## Task description
Retype each entry exactly. Skip any pictures.

## Input
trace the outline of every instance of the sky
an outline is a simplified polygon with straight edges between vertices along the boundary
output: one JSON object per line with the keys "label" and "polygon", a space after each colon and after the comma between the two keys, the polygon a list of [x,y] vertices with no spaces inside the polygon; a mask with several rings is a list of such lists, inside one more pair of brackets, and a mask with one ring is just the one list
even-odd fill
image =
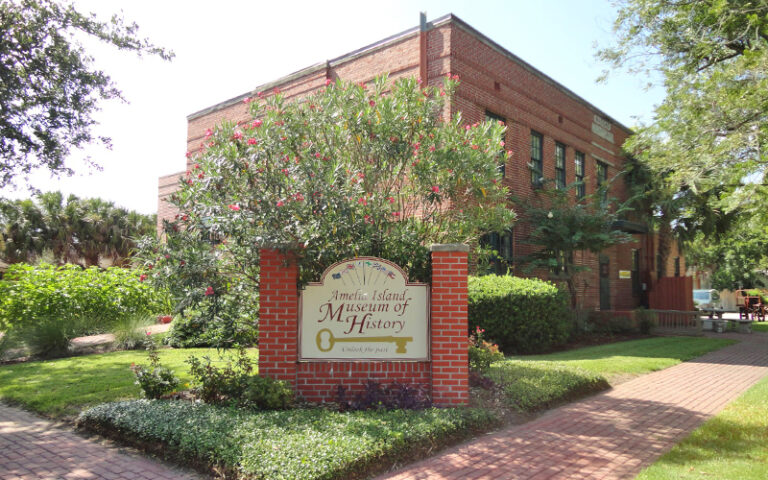
{"label": "sky", "polygon": [[[615,9],[609,0],[411,0],[387,2],[262,0],[76,0],[82,12],[107,19],[122,12],[139,36],[173,50],[171,62],[88,42],[128,103],[103,102],[96,115],[103,146],[75,151],[73,177],[40,172],[43,191],[100,197],[141,213],[157,211],[157,181],[184,169],[187,115],[383,38],[415,27],[419,12],[433,20],[453,13],[496,43],[568,87],[626,126],[652,118],[663,98],[644,80],[617,72],[596,79],[605,65],[595,45],[608,45]],[[103,170],[89,169],[90,157]],[[28,197],[17,190],[0,196]]]}

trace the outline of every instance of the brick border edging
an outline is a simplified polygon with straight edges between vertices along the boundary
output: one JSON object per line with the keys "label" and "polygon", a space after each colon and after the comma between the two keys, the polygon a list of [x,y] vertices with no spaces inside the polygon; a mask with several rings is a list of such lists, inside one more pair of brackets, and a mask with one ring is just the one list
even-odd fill
{"label": "brick border edging", "polygon": [[469,401],[467,252],[462,244],[433,245],[430,351],[427,362],[299,362],[298,267],[276,249],[261,249],[259,373],[286,380],[311,402],[332,401],[336,386],[360,390],[366,380],[426,387],[436,406]]}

## Exercise output
trace the outline of every instance of the sky
an outline is a simplified polygon with straight edges between vertices along the boundary
output: one JSON object per line with the keys "label" and "polygon", a space after each colon and after the comma between the two keys, the polygon a list of [x,y] vertices with no spaces inside the polygon; a mask with several rings is a list of such lists, inside one more pair of brackets, and a mask with one ring is just the one list
even-odd fill
image =
{"label": "sky", "polygon": [[[615,9],[609,0],[411,0],[387,2],[262,0],[76,0],[82,12],[107,19],[122,12],[139,36],[173,50],[171,62],[88,42],[128,103],[103,102],[96,115],[103,146],[75,151],[73,177],[40,172],[43,191],[100,197],[141,213],[157,211],[157,181],[184,169],[187,115],[383,38],[415,27],[419,12],[433,20],[453,13],[496,43],[568,87],[626,126],[652,118],[663,98],[644,80],[617,72],[596,79],[605,65],[595,45],[608,45]],[[103,170],[89,169],[90,157]],[[28,197],[17,190],[0,196]]]}

trace the outline of every instance of the brick border edging
an outline is a simplified polygon with straight edges between vertices along the boundary
output: one JSON object per line with the keys "label" and "polygon", a space after each colon and after the comma between the two keys, the polygon a list of [x,y] vertices with no spaces inside the polygon; a mask with several rings is a list of such lists, inside one more pair of brackets, and a mask with one ring is just the one list
even-odd fill
{"label": "brick border edging", "polygon": [[469,401],[467,252],[462,244],[433,245],[430,351],[427,362],[299,362],[298,267],[276,249],[261,249],[259,373],[286,380],[311,402],[332,401],[336,386],[360,390],[366,380],[426,387],[436,406]]}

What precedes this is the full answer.